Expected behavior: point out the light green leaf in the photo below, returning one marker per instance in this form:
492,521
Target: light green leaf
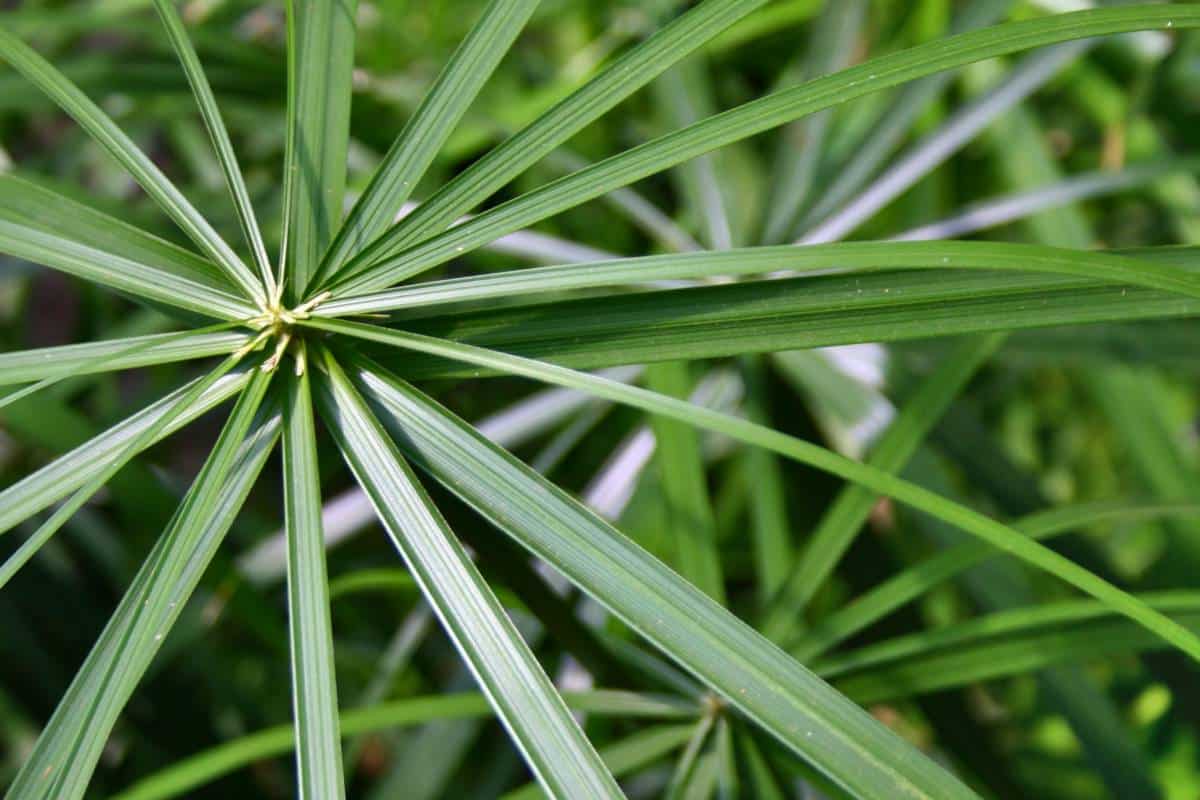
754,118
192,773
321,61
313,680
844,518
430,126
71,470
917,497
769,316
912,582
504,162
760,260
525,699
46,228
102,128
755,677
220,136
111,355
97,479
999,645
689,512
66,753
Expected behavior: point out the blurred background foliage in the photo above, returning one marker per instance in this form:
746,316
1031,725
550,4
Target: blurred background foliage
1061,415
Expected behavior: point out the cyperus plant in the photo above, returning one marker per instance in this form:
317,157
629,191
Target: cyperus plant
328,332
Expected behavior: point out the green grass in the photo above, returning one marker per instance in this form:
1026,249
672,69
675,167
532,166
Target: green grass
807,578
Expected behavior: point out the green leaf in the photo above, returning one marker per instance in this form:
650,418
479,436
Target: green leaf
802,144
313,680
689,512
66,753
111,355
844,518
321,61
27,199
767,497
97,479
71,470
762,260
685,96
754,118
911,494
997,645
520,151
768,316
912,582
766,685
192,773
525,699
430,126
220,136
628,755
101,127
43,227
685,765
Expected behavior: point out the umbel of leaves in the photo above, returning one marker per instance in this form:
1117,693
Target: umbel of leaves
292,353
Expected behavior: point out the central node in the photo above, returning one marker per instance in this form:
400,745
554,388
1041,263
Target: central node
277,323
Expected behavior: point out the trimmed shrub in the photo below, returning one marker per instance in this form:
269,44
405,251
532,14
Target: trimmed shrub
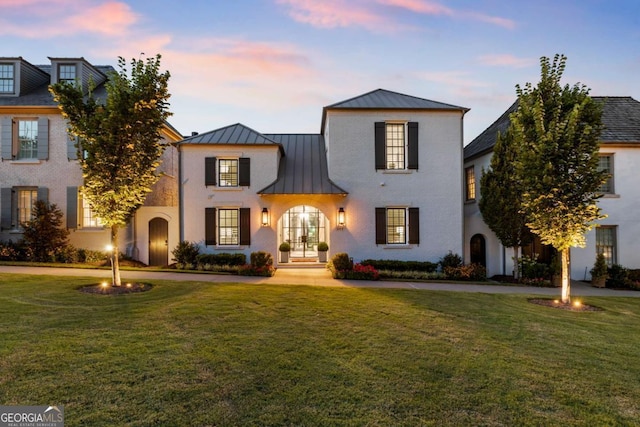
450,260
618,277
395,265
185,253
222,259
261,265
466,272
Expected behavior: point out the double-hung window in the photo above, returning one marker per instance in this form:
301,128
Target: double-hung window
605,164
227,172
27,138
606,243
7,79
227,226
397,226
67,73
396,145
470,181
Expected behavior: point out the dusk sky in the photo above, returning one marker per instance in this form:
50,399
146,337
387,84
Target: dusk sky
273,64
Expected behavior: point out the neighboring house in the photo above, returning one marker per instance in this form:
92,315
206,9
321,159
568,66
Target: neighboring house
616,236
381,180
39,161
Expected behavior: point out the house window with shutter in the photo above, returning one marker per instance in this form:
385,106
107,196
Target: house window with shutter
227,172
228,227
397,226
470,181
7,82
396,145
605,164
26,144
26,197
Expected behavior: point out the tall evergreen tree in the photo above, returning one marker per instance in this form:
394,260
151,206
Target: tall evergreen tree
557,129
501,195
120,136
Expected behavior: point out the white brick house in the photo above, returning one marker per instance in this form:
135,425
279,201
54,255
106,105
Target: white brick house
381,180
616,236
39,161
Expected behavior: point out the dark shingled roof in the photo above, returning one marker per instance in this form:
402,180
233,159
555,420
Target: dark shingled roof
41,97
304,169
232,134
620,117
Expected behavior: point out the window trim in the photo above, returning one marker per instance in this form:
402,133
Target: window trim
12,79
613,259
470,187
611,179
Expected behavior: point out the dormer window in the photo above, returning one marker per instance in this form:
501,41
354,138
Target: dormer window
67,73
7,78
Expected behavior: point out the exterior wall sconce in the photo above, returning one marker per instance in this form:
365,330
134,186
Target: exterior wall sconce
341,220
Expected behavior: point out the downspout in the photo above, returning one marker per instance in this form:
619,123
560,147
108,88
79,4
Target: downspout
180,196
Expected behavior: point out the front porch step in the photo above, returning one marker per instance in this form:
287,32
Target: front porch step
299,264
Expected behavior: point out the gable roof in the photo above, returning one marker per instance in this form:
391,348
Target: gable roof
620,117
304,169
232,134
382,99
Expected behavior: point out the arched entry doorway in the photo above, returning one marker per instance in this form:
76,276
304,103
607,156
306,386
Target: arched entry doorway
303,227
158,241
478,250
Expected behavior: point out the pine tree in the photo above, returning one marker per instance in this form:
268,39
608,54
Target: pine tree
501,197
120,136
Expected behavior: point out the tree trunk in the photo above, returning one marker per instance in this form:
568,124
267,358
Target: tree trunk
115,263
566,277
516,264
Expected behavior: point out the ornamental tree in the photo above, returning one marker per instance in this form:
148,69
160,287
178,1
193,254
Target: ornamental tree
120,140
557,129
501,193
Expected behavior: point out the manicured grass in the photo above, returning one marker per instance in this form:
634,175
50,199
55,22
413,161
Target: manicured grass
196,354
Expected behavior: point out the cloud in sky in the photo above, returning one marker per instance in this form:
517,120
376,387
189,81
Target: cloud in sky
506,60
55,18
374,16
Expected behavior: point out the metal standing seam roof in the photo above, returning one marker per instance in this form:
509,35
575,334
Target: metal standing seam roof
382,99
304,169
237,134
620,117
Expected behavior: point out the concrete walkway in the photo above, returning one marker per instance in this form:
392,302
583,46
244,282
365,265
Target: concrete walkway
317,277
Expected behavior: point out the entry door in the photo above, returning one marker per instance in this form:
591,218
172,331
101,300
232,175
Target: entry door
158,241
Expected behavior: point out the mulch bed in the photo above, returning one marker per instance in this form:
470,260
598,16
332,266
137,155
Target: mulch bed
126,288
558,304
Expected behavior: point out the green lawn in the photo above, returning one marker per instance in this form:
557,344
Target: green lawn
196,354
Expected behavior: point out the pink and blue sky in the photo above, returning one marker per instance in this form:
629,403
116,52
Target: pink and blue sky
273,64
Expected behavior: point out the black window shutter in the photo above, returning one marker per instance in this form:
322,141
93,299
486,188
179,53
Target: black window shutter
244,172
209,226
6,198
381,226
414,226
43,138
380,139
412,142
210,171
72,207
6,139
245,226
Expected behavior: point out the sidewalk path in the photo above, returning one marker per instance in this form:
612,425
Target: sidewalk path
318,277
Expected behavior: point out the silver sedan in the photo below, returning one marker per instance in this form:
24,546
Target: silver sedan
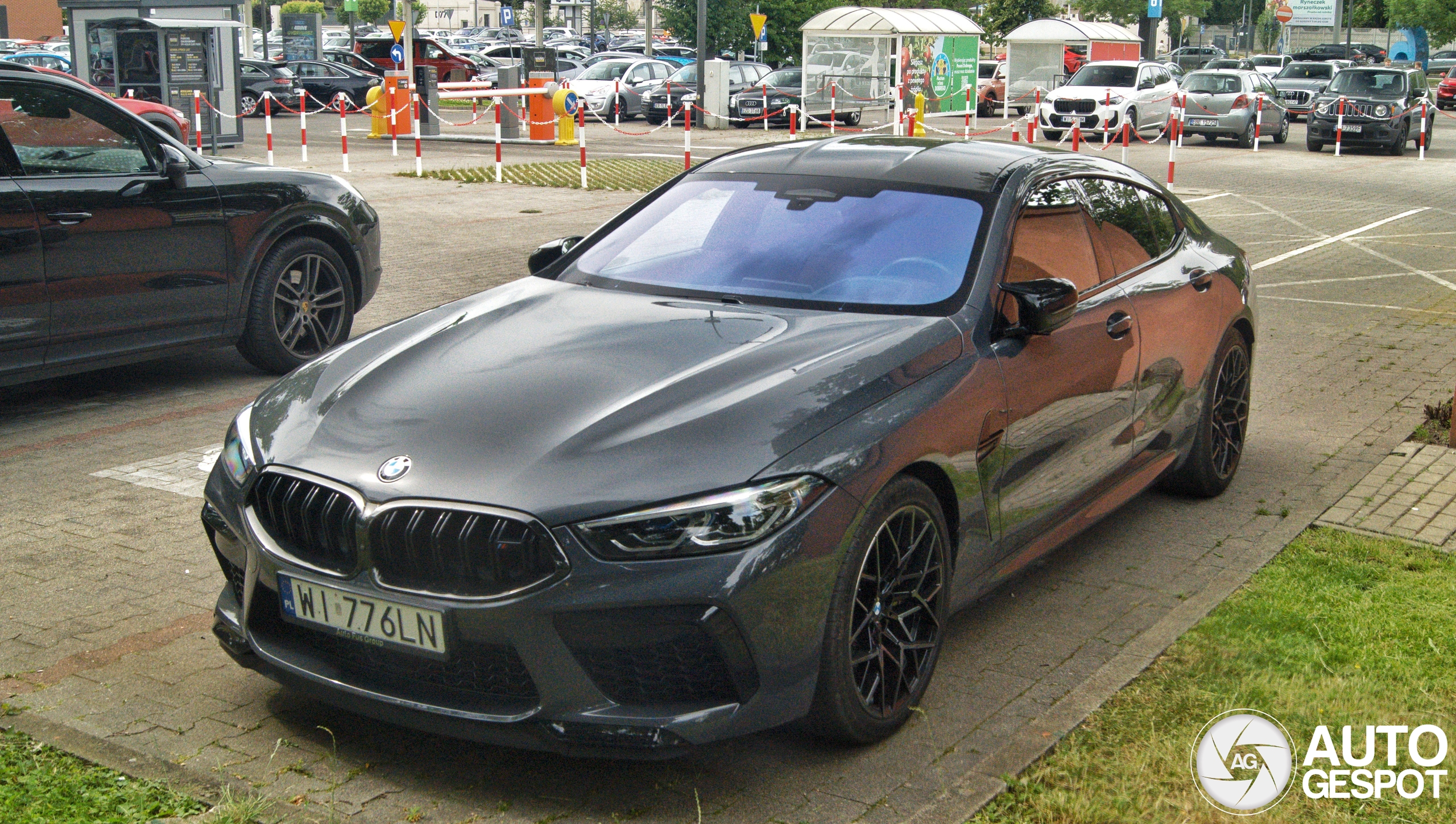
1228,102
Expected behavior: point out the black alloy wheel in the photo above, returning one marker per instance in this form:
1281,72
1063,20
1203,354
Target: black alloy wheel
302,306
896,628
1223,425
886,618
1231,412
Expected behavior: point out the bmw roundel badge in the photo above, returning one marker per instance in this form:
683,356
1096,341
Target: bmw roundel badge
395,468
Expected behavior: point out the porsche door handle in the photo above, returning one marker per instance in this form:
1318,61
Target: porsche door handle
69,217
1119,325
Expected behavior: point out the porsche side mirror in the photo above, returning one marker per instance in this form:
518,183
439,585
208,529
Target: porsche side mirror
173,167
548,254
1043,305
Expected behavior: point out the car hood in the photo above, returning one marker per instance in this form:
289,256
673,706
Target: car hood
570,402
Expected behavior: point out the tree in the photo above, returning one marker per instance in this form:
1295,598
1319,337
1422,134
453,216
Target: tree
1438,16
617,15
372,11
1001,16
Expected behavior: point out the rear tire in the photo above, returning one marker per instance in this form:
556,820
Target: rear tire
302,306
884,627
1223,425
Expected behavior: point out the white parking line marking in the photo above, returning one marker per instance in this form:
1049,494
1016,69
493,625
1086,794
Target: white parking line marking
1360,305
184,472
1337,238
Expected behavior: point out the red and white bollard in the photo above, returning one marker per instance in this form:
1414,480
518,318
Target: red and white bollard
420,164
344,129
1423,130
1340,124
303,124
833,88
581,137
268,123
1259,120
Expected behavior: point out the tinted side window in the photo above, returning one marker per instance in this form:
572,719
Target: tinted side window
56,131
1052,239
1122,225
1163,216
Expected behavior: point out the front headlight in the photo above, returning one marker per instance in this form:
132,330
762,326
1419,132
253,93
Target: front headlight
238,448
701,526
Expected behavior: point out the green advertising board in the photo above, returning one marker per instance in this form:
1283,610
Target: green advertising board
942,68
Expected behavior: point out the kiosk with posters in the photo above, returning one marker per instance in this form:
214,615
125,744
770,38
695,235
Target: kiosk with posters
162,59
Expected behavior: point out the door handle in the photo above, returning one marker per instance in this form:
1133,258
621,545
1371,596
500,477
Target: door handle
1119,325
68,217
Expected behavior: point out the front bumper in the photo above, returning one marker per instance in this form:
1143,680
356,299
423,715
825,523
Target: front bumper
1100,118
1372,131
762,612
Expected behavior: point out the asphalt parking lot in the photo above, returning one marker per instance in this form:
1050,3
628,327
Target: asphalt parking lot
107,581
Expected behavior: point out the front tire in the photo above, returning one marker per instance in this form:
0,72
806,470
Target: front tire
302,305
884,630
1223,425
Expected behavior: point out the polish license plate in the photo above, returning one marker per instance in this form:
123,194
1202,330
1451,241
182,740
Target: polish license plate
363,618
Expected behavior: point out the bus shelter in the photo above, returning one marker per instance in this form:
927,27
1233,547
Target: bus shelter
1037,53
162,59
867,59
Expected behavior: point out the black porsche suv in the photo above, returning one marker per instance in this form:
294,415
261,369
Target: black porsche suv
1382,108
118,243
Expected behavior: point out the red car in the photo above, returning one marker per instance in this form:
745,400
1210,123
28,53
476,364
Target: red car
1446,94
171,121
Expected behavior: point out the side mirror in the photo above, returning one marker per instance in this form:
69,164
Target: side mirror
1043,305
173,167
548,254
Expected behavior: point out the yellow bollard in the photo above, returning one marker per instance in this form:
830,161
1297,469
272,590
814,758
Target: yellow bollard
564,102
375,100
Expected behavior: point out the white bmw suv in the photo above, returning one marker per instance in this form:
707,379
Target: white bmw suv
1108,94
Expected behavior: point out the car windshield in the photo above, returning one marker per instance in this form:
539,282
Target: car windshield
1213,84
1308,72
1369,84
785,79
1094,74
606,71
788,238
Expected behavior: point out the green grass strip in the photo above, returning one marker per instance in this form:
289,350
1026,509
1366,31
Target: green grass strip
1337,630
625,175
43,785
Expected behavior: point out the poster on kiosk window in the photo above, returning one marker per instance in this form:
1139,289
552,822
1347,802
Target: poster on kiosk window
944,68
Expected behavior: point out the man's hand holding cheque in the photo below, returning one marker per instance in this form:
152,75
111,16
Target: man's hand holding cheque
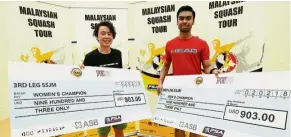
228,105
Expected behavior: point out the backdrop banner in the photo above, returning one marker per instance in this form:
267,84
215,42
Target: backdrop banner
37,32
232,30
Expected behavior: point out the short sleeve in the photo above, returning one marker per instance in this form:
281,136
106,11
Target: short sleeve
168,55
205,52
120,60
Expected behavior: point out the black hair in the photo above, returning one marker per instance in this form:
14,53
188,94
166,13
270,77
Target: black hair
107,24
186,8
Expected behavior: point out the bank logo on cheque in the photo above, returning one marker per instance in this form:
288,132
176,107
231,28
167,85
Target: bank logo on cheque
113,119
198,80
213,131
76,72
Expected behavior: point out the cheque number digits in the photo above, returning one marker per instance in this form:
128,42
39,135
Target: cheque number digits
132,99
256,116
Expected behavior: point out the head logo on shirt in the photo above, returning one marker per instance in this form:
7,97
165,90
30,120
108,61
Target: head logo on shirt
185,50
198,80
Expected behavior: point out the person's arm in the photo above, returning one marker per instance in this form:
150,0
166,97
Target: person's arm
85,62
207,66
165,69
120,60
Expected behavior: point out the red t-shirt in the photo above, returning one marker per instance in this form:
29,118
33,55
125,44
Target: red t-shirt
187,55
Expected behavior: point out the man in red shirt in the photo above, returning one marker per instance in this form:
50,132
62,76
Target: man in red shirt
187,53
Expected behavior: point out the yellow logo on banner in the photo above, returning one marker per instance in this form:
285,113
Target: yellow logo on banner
====
Problem
Return exactly the lines from the line bearing "Expected behavior: point out the head" to the end of the records, inclusive of both; include no other lines.

Task response
Expected behavior: point out the head logo on shirt in the photo above, returning one marker per instance in this form:
7,97
165,90
30,120
108,61
Target: head logo on shirt
185,50
198,80
Expected behavior: point out the person's arm in the photo above, returning one marker per instance in this form:
150,0
166,97
Target: person's arm
85,62
207,66
165,69
120,60
Expected behavior: point out the red t-shirt in the photo above, returning one marker per instance in this form:
29,118
33,55
125,44
Target: red t-shirt
187,55
Expected behavior: point out the man in red shirt in the photo above, returning one marker per instance in this form:
50,132
62,76
Target: man in red shirt
187,53
Expected behavior: point out the yellow logo on banner in the photo above, returning one marker per instance in this form:
285,113
Target: yellow logo on banner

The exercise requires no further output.